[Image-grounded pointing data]
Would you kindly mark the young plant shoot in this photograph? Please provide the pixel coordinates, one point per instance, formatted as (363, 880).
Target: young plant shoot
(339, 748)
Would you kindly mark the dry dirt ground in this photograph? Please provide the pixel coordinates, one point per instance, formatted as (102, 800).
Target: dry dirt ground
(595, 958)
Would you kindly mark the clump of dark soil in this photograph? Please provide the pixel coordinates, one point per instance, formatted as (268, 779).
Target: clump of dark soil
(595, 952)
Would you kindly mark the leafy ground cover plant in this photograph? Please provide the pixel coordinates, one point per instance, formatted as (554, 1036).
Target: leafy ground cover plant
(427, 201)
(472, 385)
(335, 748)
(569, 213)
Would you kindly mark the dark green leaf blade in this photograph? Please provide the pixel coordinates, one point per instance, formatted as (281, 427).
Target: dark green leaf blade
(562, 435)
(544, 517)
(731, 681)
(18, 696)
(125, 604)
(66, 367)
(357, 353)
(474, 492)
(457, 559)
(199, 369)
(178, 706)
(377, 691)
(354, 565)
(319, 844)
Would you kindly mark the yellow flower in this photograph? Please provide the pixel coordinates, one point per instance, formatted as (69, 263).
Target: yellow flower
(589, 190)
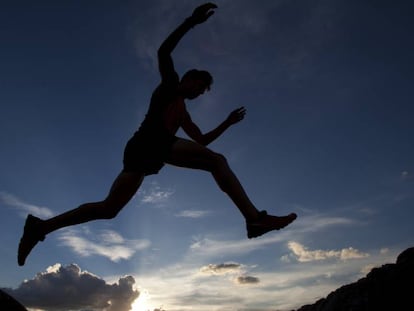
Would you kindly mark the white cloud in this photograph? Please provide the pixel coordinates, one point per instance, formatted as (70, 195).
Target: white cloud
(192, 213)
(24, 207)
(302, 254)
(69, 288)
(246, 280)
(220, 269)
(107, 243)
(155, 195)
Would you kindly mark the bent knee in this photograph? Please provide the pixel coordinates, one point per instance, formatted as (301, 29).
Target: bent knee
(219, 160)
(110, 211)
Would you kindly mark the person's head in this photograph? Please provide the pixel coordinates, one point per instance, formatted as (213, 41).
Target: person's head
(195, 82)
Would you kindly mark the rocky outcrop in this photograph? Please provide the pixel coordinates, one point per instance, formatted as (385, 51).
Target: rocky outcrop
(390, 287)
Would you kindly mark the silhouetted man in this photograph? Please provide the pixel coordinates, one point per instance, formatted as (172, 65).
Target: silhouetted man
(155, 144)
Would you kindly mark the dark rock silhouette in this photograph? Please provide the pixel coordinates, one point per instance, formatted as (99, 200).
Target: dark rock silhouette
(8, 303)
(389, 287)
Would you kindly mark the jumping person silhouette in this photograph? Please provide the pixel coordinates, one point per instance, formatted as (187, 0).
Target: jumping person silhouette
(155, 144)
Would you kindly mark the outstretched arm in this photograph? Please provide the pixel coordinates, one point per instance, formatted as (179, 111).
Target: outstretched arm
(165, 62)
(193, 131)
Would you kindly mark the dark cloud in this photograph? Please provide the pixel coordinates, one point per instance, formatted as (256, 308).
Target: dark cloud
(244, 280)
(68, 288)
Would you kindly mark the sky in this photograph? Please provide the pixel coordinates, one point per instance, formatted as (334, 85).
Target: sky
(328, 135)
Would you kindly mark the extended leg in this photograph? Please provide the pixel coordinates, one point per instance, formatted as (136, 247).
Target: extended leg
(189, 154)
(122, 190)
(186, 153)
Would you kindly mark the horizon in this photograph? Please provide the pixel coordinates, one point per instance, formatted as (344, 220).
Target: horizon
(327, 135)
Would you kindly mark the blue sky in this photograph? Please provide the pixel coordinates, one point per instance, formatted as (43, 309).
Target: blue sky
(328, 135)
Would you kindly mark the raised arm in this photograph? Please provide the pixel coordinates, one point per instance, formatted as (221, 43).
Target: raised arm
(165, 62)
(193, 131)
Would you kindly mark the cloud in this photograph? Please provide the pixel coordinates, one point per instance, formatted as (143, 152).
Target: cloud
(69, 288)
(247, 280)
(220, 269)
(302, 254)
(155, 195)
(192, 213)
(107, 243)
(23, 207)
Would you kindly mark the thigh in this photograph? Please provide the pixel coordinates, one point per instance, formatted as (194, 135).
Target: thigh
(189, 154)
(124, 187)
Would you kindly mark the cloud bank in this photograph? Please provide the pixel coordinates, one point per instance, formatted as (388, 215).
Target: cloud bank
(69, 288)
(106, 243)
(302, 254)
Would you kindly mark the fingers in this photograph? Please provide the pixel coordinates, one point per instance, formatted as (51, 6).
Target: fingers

◆ **Assigned task**
Find the word "fingers" in the entries above. Copy every line that has it.

◆ **Written answer**
Would you kindly mark the fingers in this photograph? Please provide the pixel coordinates, one point per instance, formatted as (51, 6).
Target: fingers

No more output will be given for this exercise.